-- START SELECTED EXTRACT --
I just tried to convert the asm code shown belown, but I failed to get the same result

00ACDE11  /MOV AL,BYTE PTR DS:[EBX]          
00ACDE13  |MOV EDX,EAX                       
00ACDE15  |ADD DL,0CF                        
00ACDE18  |SUB DL,9                          
00ACDE1B  |JB SHORT 00ACDE46            ;Especially this     
00ACDE1D  |ADD DL,0F9                        
00ACDE20  |SUB DL,0E                         
00ACDE23  |JB SHORT 00ACDE46            ;Especially this     
00ACDE25  |DEC EDX                           
00ACDE26  |SUB DL,0B                         
00ACDE29  |JB SHORT 00ACDE46            ;Especially this     
00ACDE2B  |XOR EAX,EAX                       
00ACDE2D  |MOV AL,BYTE PTR SS:[EBP-310]      
00ACDE33  |DEC EAX                           
00ACDE34  |CALL 009E2D24                     
00ACDE39  |MOV EDI,EAX                       
00ACDE3B  |MOV AL,BYTE PTR SS:[EDI+EBP-30F]  
00ACDE42  |MOV BYTE PTR DS:[EBX],AL          
00ACDE44  |JMP SHORT 00ACDE48                
00ACDE46  |MOV BYTE PTR DS:[EBX],AL          
00ACDE48  |INC EBX                           
00ACDE49  |DEC ESI                           
00ACDE4A  \JNZ SHORT 00ACDE11                

I already does some research effort on the internet and found that carry flag is set when an overflow is caused. This is what I already tried:

for(int i=0; i < n ;i++)
-- END SELECTED EXTRACT --
-- START TASK MATERIAL --
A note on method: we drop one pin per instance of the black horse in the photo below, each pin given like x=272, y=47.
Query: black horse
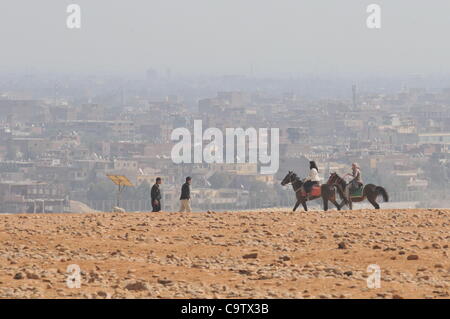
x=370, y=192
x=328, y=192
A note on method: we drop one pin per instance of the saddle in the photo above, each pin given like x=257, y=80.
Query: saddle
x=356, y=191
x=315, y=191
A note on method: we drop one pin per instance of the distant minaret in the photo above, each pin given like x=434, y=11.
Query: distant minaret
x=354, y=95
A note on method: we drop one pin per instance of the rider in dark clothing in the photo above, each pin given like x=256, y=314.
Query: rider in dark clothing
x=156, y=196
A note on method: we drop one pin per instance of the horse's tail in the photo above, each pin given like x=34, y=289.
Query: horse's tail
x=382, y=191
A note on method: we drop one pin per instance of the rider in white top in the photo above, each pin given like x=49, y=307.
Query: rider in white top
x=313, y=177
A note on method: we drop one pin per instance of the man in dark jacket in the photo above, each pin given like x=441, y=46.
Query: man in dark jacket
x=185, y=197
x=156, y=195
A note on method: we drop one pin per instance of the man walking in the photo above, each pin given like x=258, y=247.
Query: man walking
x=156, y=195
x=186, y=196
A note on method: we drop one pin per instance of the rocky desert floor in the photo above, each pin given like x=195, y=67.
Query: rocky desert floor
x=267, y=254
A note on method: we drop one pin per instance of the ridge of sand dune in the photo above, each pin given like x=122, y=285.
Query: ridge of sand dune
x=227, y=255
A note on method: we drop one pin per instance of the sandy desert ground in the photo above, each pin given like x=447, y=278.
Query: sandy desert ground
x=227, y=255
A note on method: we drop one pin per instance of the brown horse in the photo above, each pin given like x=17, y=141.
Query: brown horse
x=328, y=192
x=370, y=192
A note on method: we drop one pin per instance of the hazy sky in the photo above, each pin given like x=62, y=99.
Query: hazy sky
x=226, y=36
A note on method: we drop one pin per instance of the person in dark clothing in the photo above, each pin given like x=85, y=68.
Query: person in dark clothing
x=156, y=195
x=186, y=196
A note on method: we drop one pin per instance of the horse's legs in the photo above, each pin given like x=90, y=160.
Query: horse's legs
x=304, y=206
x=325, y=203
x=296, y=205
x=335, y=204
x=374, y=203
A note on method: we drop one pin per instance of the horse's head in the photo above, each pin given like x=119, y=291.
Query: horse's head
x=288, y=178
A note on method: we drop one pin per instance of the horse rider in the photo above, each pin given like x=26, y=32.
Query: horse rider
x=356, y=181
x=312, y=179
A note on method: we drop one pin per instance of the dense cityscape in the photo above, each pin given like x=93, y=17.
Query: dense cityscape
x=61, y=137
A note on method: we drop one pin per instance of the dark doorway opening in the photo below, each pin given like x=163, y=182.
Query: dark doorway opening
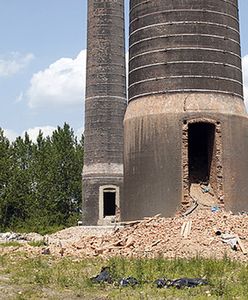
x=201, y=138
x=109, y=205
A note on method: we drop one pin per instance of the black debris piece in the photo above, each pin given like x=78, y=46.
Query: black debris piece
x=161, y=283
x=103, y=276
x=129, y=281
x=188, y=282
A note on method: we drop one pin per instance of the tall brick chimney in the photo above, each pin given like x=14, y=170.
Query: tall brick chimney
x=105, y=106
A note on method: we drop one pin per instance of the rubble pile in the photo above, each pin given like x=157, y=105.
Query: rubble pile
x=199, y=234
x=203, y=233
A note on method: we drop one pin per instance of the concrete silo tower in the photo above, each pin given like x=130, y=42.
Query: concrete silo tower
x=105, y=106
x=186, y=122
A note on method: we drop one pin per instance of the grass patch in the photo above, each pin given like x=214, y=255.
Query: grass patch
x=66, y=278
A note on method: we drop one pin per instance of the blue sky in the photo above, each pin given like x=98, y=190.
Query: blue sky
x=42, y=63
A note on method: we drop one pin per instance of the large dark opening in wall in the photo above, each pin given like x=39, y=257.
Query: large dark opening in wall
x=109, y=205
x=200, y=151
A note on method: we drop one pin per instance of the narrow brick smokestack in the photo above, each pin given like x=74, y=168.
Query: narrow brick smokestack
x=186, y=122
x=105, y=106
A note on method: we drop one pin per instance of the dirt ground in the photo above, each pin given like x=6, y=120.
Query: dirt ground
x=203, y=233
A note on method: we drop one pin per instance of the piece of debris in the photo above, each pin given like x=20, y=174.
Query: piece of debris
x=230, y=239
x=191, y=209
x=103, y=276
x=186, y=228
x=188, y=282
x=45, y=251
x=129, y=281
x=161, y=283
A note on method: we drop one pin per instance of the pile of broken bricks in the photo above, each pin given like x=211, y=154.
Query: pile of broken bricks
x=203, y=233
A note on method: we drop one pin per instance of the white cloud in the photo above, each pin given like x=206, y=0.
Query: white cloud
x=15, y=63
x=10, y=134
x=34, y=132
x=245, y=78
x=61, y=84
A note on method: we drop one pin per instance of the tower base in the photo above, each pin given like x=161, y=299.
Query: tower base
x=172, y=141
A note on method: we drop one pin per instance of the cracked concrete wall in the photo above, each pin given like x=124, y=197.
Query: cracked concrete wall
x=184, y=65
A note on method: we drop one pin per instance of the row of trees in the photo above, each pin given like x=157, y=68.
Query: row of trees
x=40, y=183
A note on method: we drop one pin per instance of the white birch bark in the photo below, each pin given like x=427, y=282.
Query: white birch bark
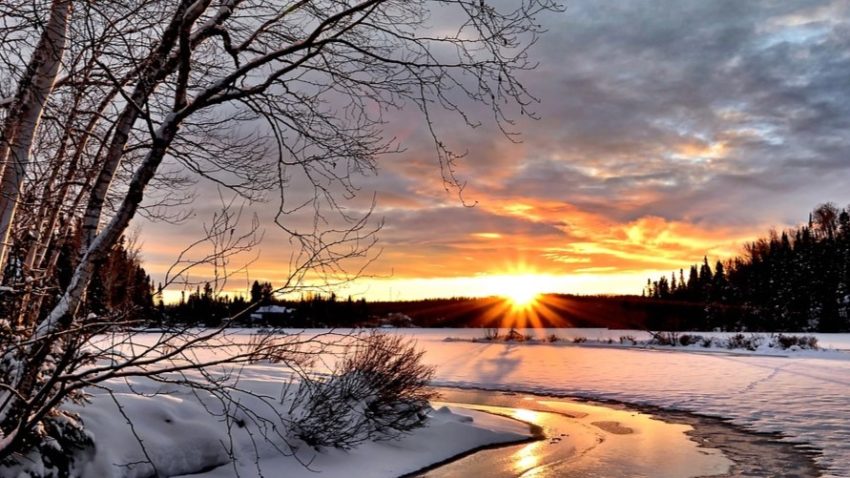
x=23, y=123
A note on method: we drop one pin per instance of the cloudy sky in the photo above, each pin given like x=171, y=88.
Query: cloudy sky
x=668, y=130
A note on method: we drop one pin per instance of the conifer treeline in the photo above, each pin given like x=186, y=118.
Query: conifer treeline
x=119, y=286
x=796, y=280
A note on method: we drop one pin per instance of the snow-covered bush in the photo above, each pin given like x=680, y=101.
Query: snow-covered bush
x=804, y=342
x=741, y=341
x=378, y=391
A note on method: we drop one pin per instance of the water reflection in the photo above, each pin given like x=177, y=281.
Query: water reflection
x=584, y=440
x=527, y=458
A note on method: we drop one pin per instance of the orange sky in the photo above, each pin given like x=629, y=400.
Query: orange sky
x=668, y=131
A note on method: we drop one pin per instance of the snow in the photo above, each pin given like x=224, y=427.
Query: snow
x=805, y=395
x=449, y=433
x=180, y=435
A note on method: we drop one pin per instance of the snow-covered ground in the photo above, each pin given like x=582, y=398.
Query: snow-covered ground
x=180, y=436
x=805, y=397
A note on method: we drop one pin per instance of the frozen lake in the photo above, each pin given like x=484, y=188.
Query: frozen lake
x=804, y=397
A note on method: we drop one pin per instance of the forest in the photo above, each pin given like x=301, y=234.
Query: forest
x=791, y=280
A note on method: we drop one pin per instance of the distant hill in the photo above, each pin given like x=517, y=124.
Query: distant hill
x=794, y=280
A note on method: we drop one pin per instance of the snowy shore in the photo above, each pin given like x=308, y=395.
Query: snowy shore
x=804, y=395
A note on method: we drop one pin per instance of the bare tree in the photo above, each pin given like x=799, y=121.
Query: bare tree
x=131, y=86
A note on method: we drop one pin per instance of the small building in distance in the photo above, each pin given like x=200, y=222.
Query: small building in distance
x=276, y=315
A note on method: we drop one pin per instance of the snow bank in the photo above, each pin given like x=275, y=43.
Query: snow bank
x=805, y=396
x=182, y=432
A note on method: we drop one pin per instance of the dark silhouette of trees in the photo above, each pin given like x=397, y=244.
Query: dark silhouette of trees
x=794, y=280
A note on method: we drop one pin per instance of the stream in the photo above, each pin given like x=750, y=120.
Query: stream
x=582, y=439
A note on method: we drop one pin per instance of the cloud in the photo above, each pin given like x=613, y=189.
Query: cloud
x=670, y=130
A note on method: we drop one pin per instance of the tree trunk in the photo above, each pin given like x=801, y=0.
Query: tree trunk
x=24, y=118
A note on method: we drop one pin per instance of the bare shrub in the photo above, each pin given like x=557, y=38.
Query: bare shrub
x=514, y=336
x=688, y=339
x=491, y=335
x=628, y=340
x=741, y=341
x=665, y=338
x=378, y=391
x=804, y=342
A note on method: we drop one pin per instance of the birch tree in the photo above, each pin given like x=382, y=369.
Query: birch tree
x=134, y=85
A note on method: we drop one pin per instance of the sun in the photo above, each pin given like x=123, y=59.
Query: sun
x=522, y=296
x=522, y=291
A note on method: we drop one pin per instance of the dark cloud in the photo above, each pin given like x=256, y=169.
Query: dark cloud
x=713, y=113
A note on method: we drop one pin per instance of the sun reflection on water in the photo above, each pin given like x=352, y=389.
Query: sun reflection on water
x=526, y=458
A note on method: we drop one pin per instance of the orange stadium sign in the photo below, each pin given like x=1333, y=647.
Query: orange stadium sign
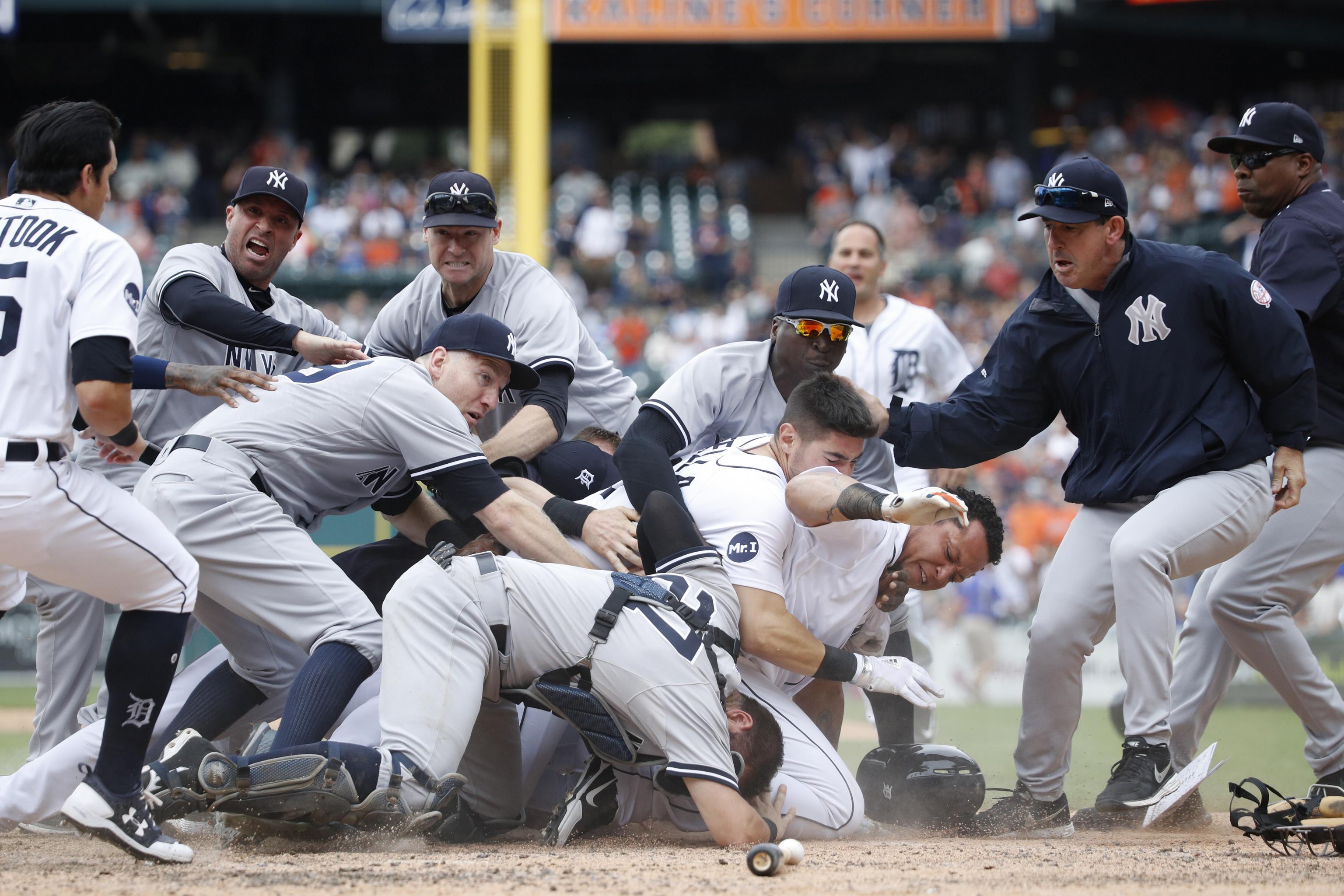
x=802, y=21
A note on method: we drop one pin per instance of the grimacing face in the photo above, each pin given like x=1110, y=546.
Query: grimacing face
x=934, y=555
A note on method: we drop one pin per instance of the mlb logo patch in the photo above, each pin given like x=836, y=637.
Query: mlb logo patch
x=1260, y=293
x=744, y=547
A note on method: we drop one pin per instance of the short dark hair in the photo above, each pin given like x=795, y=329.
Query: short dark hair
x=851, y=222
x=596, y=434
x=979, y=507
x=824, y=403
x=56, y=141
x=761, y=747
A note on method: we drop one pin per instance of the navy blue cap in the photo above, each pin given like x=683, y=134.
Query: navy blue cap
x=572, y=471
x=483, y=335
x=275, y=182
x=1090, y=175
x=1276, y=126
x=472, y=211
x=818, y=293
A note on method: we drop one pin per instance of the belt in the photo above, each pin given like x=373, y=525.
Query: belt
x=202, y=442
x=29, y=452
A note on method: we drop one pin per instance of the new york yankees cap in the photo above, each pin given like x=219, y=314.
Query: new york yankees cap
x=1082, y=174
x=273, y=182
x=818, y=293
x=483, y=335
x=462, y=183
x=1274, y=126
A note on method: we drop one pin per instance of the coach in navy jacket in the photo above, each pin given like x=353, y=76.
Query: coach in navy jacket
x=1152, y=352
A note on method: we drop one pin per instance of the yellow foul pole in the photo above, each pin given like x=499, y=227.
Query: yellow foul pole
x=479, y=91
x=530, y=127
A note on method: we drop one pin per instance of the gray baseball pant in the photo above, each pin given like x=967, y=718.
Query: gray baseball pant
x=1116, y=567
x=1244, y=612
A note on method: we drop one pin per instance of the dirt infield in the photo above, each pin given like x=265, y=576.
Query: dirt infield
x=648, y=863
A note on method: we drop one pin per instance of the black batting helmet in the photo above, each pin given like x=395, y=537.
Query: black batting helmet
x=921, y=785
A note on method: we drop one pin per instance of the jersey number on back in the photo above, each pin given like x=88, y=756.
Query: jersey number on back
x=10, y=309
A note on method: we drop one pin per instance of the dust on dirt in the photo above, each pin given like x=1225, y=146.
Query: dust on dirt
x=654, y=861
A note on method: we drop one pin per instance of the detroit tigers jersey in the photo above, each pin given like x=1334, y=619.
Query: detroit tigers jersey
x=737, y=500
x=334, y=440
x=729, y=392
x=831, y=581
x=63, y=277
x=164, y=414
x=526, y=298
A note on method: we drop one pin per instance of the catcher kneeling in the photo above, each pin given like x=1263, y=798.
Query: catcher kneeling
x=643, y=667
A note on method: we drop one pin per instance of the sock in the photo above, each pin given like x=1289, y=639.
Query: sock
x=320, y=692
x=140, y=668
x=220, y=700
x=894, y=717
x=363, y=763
-- END TASK MATERIAL --
__STATED PROBLEM 1__.
In the assembly conversion post, what did the writer's research find about when the carry flag is set?
__STATED PROBLEM 2__.
Rewrite the rows starting with the line with "like x=157, y=68." and going on through the line with "x=668, y=130", changing "photo" to "image" and keeping everything else the same. Omit the pictures from the result.

__WRITTEN SOLUTION 1__.
The writer found that the carry flag is set when an overflow is caused.

__WRITTEN SOLUTION 2__.
A note on method: we drop one pin per instance of the row of trees in the image above, each pin given like x=157, y=68.
Query: row of trees
x=40, y=183
A note on method: we drop one pin per instance of the white birch bark in the image below, each pin given like x=427, y=282.
Query: white birch bark
x=23, y=123
A note on method: we drop one pin per instance of the cloudy sky in the image above, each pin given like x=171, y=88.
Query: cloudy sky
x=668, y=130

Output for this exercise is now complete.